-- Begin --

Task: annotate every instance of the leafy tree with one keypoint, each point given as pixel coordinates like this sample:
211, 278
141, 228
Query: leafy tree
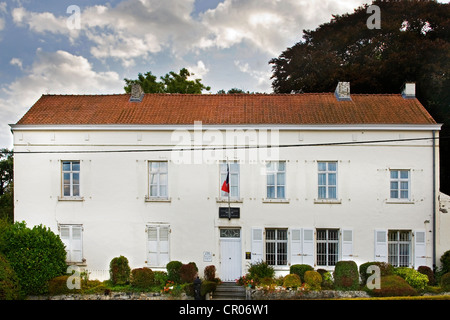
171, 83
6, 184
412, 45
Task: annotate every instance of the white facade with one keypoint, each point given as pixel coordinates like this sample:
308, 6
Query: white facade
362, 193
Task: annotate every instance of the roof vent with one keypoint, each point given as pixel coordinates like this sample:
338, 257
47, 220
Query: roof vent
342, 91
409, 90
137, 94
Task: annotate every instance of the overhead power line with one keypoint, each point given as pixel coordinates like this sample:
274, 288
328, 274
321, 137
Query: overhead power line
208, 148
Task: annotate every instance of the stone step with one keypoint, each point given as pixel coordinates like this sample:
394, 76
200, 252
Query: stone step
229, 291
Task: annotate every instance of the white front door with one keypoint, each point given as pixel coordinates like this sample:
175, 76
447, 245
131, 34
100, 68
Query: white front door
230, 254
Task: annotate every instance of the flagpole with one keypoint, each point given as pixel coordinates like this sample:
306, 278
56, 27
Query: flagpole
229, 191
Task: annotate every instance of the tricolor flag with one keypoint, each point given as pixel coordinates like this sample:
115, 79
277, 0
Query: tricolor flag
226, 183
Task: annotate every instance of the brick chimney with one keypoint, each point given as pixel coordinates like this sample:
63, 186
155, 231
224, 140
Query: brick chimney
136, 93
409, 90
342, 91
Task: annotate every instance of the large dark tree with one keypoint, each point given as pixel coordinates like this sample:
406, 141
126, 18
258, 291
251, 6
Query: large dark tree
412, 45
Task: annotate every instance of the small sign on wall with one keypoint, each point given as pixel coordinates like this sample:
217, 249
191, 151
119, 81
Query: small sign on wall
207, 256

-- End --

• Description of the task:
Reproduce each entry precisely. Leave the pictures out.

• Solution to this problem:
Task: annotate every instance of the leafy tree with one keypoint, each point given as pixel coordinates like this sample:
211, 278
141, 228
Query: leafy tree
171, 83
6, 184
412, 45
Task: annotate every instance of the white facade with one keypoint, each point given as pixel coordinates like this sample:
308, 6
Query: white facade
362, 193
Task: annotate every instance of the roof vent with one keypoint, each point given as pixel coordinates like this sample:
338, 257
47, 220
Query: roof vent
342, 91
409, 90
137, 94
Task: annotate every instance of the overhead power line with one keypoint, each point given as pixel coordinates like this sample:
274, 288
328, 274
321, 137
Query: overhead power line
208, 148
Task: annotate every instance of the stone step with one keypoint, each point given as pixel coordinates like this sample:
394, 76
200, 252
Query: stone step
229, 291
Task: annotate every instance of the white front door with one keypoint, each point given as pixel coordinates like this sample:
175, 76
447, 245
131, 34
100, 68
Query: white front door
230, 254
Task: annotate every instance of the flagpole with one keypoint, each point given as pixel coordinates like this sample:
306, 278
56, 27
Query: flagpole
229, 191
Task: annotate every instance of the tricolor flag with one keypoint, each point given as pixel coordinates like this sample:
115, 79
277, 0
Query: tricolor flag
226, 183
Task: annotate every instance of the brick chimney with one keypoint, each point given as pixel coordinates like this sample:
63, 186
155, 231
224, 140
Query: brick chimney
136, 93
409, 90
342, 91
Task: annotate every instance of the large dark tree with one keypoint, each point given as pixel coordinates like this sample:
406, 141
126, 18
258, 291
251, 6
Query: large dark tree
412, 45
Task: annotate every instance of the small sign on wall with one keypoint, each point given as pixel coordinates like this sample:
217, 249
191, 151
119, 81
Query: small sign on wall
207, 256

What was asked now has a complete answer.